TAREA A REALIZAR |
¿Puedes retomar el texto sobre las pupilas de los desconocidos y continuarlo a partir de su última frase?

TEXTO |
Sí os voy a soltar un rollo que, forzando un poco el tema, tiene que ver con pupilas. Pero no dilatadas por los ‘tripis’. De las pupilas de los ojos de la gente que no conoces de absolutamente nada, pero de quienes te imaginas pequeños instantes de su existencia. Me explico, que no me seguís el juego. Bien, tú haces tu vida normal, con tu familia a la que quieres y a la que ves de vez en cuando, o todos los días, o nunca porque igual ni siquiera los quieres, te cruzas en el ascensor con una asiática en chandal paseando un cocker jadeante, pides vez en la frutería porque mañana viene no sé quién y pretendes tirarte el pisto de tío sano y quieres que te vea haciéndote un zumo de naranja. Saludas al autobusero, sin ganas. Levantas las cejas apenas sin mirar a la mujer de la oficina de abajo y, en definitiva, tienes tu rutina. Cómoda, desquiciante, acogedora, da igual. Vale, todos situados.

DATOS |
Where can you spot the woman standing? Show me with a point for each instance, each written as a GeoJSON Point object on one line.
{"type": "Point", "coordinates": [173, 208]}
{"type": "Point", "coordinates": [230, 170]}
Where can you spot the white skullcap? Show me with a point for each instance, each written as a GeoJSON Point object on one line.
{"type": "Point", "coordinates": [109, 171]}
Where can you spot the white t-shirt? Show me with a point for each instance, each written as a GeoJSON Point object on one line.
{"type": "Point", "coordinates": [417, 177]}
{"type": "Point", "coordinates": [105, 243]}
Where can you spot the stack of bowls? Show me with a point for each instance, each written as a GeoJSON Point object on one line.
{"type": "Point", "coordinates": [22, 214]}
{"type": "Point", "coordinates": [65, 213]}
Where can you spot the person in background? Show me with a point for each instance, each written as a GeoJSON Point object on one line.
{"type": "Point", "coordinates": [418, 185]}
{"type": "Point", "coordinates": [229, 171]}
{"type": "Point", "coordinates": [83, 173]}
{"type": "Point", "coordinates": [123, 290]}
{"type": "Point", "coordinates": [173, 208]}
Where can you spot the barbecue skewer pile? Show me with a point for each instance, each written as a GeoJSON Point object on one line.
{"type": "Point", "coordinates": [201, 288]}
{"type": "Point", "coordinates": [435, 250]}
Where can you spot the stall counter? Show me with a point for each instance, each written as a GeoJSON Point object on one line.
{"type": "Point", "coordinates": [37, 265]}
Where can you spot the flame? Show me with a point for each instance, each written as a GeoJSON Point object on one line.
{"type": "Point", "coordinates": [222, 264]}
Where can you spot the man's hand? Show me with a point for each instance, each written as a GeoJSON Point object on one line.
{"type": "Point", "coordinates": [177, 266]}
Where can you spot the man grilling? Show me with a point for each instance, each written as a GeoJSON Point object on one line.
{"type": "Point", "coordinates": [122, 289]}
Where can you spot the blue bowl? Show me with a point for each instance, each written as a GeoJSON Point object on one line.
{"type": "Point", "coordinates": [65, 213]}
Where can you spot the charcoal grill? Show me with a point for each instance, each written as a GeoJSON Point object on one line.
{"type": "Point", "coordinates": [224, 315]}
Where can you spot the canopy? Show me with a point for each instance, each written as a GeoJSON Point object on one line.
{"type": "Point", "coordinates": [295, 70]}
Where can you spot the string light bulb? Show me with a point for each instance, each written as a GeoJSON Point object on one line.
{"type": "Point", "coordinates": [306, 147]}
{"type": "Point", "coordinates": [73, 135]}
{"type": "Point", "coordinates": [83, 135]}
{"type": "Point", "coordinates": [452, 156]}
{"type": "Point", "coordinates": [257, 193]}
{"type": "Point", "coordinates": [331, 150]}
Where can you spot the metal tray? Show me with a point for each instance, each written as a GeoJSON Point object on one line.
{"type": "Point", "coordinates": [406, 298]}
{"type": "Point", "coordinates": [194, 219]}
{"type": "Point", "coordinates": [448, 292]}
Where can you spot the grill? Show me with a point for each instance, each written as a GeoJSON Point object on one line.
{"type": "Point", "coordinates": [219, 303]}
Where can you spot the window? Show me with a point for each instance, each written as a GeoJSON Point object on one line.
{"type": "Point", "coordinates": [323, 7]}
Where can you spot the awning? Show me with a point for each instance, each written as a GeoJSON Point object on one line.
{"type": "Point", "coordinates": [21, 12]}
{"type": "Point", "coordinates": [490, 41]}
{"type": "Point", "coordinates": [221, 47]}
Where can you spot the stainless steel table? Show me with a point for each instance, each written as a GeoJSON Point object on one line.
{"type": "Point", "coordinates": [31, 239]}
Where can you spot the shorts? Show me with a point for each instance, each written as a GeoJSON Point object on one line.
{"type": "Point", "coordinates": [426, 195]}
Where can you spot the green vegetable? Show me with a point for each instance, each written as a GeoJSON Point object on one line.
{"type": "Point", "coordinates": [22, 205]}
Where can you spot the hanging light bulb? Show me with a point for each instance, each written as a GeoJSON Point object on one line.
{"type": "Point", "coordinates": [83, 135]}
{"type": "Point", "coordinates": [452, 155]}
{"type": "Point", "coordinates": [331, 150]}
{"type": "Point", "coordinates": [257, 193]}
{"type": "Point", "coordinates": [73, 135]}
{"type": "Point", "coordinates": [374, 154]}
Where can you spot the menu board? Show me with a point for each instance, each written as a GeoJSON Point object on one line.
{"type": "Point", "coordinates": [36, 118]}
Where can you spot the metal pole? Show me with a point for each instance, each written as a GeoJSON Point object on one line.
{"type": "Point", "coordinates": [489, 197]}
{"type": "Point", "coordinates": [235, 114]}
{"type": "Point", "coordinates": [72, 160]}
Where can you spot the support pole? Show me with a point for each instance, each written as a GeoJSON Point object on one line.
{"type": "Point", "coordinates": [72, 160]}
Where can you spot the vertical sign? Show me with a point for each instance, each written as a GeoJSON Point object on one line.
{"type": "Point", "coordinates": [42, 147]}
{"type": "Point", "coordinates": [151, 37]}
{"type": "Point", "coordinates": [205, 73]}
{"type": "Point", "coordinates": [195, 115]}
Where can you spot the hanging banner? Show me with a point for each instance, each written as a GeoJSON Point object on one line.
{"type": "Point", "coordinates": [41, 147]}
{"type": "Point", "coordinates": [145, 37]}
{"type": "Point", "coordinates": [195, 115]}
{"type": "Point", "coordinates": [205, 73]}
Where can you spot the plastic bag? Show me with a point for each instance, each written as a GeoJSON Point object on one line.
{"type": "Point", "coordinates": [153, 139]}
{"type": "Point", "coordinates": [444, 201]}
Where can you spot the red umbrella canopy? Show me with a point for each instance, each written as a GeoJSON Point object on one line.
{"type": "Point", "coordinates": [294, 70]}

RESULTADO DEL EJERCICIO |
Un día esa rutina se rompe. Y haces algo que formaba parte de tu rutina anterior. Vuelves a pasar por el barrio por donde creciste, han puesto un par de semáforos y han cerrado el kiosko aquél. Ahora esa esquina es un bar. ¿Desde cuándo se puede aparcar aquí, es zona verde? Y ahora. Ahora estás. Ahora ves, después de unos meses o años, a un chaval que siempre te cruzabas, que siempre iba en patines, con quien nunca has hablado, un tío que te llamaba la atención por seguir llevando el pelo tazón. Y os miráis, y pensáis lo mismo: «Ah, hostia, el tío este, mira tú, qué tiempo». Pero no queda ahí, te fijas, con cierto descaro y ves que sin patines es mucho más bajito y que mientras él no termina de saber si a ti te queda bien la barba o no tú descubres un tatuaje en su brazo y todo se para, sin conocerlo de nada te imaginas al crío que siempre sospechaste que era mayor que tú sentado en su cama, probablemente después de discutir con su pareja, sacando los pies de los patines oscuros que llevaba y calzándose unas Converse de imitación. El mismo calzado que, en tu cabeza, vistió el día en que una aguja atravesó muchas veces y muy rápido su piel hasta pintar aquella forma. Y ahí lo ves, tumbado en una camilla, su brazo sujeto por las manos que visten guantes blancos de látex, a través de una cristalera que muestra pendientes y motivos del Pacífico sur, iluminada por neones, con la puerta a la izquierda.

Pa. Ese segundo termina y ya os habéis cruzado y no pierdes más tiempo en imaginar cómo habría sido la vida de ese desconocido por quien, realmente, no tienes tampoco cariño alguno, pero le has dedicado ese esfuerzo instantáneo, él no sabe nada de ti tampoco, no sabe ni qué has imaginado si es que has pensado algo y mucho menos sospecha que alguien terminará escribiendo sobre ello. Y tu cabecita tampoco le da importancia. Y sigues caminando aunque sólo te hayas desplazado un par de metros en todo este proceso. Vuelves a los Dalek, al No te quieres enterar, a los Beach Boys, a que la silla de esa tienda de muebles modernos es una imitación tosca de aquella cuadradota de Le Corbusier y a que la dependienta que está recogiendo una lámpara no ha tenido su mejor día al hacerse esa trenza de serpiente en la melena. Feliz cumpleaños.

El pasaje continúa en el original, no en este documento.